### YOUR TASK
Repeat exactly the lines from the line containing "Traffic-operations request: mark the mud" through the last line of the records below, inclusive, and nothing else.

[Begin PROVIDED DATA]

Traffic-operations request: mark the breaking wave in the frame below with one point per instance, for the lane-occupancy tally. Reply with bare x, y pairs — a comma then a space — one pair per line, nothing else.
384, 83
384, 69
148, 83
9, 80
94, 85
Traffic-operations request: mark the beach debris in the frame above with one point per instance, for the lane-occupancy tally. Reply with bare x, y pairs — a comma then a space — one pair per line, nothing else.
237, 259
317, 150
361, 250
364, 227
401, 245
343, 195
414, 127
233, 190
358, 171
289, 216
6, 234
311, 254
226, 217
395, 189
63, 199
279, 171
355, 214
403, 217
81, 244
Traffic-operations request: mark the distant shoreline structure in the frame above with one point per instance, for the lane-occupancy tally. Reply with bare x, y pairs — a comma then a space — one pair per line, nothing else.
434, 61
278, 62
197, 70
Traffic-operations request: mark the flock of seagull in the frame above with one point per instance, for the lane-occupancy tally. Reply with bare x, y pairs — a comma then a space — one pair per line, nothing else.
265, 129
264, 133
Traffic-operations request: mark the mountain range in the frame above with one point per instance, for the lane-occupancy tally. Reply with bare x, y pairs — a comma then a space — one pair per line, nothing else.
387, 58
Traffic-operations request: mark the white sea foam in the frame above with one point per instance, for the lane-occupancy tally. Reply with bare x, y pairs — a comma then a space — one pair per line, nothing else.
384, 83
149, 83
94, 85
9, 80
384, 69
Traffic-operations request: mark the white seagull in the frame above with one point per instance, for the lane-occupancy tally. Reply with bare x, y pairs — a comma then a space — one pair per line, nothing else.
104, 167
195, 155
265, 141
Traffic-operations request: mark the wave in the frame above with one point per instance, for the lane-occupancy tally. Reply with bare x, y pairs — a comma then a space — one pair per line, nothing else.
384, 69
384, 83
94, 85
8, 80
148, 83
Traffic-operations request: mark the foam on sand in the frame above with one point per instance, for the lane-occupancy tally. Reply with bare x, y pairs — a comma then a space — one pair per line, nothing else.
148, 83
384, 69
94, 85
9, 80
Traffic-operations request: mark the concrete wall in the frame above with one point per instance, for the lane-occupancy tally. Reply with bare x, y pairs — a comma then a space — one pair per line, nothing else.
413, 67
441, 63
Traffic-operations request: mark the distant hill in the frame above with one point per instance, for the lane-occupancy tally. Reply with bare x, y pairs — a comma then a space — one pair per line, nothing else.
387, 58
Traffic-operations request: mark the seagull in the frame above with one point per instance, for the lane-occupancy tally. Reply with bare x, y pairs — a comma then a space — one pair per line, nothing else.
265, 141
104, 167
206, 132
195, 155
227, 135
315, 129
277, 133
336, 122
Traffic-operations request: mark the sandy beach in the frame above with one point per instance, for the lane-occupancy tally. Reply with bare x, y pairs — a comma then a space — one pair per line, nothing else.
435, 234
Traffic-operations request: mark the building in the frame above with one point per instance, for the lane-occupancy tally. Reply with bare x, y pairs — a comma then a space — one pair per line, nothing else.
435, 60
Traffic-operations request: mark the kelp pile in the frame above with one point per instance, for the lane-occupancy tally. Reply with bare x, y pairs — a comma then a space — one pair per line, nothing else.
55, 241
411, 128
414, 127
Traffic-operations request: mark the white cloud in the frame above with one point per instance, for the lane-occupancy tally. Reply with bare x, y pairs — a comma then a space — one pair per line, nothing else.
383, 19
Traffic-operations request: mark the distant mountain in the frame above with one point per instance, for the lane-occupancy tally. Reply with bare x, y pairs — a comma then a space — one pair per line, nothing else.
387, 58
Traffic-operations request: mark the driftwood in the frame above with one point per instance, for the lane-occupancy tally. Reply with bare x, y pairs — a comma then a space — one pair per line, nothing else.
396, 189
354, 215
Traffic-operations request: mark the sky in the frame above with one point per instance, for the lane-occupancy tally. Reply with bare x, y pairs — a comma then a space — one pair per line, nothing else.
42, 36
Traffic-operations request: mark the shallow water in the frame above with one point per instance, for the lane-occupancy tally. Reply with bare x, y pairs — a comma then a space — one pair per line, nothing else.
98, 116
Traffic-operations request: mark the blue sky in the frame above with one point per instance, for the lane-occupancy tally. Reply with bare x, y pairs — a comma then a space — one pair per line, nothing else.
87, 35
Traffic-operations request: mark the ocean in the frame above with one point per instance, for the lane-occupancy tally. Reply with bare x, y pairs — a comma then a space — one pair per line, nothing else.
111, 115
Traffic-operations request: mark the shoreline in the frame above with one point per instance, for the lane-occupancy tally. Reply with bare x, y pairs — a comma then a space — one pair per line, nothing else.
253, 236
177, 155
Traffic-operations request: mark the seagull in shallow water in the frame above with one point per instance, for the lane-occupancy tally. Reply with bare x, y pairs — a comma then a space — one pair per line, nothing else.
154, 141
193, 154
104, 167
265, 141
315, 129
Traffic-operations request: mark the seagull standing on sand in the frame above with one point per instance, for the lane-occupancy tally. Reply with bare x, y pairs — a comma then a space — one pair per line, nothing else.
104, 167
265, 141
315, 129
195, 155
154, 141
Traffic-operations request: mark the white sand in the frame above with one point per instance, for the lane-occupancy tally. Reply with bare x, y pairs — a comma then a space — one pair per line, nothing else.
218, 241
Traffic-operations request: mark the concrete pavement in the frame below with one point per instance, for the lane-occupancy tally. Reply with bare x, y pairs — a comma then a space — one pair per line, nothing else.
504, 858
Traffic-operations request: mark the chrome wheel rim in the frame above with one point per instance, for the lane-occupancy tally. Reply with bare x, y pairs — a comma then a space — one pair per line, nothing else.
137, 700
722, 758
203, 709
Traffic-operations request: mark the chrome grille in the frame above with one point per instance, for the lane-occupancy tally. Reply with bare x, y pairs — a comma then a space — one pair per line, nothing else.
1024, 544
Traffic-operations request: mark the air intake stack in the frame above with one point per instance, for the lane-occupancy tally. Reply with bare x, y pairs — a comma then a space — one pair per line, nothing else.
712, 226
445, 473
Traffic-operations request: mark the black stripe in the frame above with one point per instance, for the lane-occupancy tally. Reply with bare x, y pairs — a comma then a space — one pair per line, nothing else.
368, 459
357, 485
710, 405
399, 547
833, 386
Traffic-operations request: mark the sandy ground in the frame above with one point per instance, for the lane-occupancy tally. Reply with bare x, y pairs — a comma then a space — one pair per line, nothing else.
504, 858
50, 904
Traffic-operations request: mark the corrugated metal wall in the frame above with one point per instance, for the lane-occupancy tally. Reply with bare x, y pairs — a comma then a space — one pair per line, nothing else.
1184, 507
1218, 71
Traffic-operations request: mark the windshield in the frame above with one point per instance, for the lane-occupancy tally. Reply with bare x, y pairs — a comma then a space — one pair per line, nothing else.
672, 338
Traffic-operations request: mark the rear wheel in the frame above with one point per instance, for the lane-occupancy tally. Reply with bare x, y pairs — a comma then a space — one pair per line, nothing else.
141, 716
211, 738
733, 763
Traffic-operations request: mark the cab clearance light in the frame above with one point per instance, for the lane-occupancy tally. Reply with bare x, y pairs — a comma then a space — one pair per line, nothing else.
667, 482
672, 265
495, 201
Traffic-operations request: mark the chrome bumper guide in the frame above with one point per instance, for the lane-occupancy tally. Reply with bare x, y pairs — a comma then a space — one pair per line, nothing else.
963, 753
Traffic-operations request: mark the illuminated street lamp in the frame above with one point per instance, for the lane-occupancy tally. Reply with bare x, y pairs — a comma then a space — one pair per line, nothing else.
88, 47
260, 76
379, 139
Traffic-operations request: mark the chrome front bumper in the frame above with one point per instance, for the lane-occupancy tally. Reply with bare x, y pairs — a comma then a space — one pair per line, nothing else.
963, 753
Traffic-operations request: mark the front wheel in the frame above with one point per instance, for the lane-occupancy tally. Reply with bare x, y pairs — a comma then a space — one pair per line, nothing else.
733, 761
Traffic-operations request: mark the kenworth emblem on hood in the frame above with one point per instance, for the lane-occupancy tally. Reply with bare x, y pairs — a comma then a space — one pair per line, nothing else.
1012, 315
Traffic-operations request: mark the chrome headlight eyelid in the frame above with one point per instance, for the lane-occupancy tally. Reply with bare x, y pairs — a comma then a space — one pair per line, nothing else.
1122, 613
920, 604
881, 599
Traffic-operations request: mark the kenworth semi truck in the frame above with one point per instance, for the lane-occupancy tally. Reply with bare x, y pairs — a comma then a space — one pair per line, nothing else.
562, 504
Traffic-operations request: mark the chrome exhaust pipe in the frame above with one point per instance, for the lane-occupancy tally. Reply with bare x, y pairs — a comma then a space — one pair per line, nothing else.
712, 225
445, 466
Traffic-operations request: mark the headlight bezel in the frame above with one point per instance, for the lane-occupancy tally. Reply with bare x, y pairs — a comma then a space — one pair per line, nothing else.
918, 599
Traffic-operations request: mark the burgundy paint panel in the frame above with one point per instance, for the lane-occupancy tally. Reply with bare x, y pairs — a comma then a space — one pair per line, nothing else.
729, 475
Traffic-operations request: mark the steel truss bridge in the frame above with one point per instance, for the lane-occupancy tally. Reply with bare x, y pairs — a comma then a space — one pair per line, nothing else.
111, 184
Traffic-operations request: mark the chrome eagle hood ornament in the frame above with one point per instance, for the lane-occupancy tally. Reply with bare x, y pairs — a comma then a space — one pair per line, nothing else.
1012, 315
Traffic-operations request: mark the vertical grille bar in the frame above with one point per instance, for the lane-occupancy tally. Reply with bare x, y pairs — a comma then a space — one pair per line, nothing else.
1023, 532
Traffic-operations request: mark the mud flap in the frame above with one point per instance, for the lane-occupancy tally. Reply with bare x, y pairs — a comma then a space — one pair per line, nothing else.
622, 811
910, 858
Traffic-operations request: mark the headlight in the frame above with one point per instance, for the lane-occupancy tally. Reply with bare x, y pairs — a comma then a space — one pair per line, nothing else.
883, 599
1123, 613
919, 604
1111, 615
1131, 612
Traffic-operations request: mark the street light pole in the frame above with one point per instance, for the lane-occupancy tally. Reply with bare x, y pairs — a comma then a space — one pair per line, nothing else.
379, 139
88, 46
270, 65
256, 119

[End PROVIDED DATA]

### WRITTEN SOLUTION
Traffic-operations request: mark the mud flap in the frame above with one point per instance, for the lane-occupancy tally. Reply with bare x, y pairs — a comma then a space — one pair per line, nothing else.
622, 811
910, 858
Traffic-operations request: mark the headlight in the frame above with one point per instance, for the lane-occupancy tally. Reply with bare x, y pairs — a comma then a space — one pair per line, nothing else.
883, 599
1123, 613
919, 604
1111, 615
1131, 612
Traffic-operations request: mark the street light pole in the frame above with one point per instance, for the lane-occupancy tally. Reply with bare x, y pairs — a comma then a space — one pair per line, nothing else.
379, 139
88, 46
270, 65
256, 119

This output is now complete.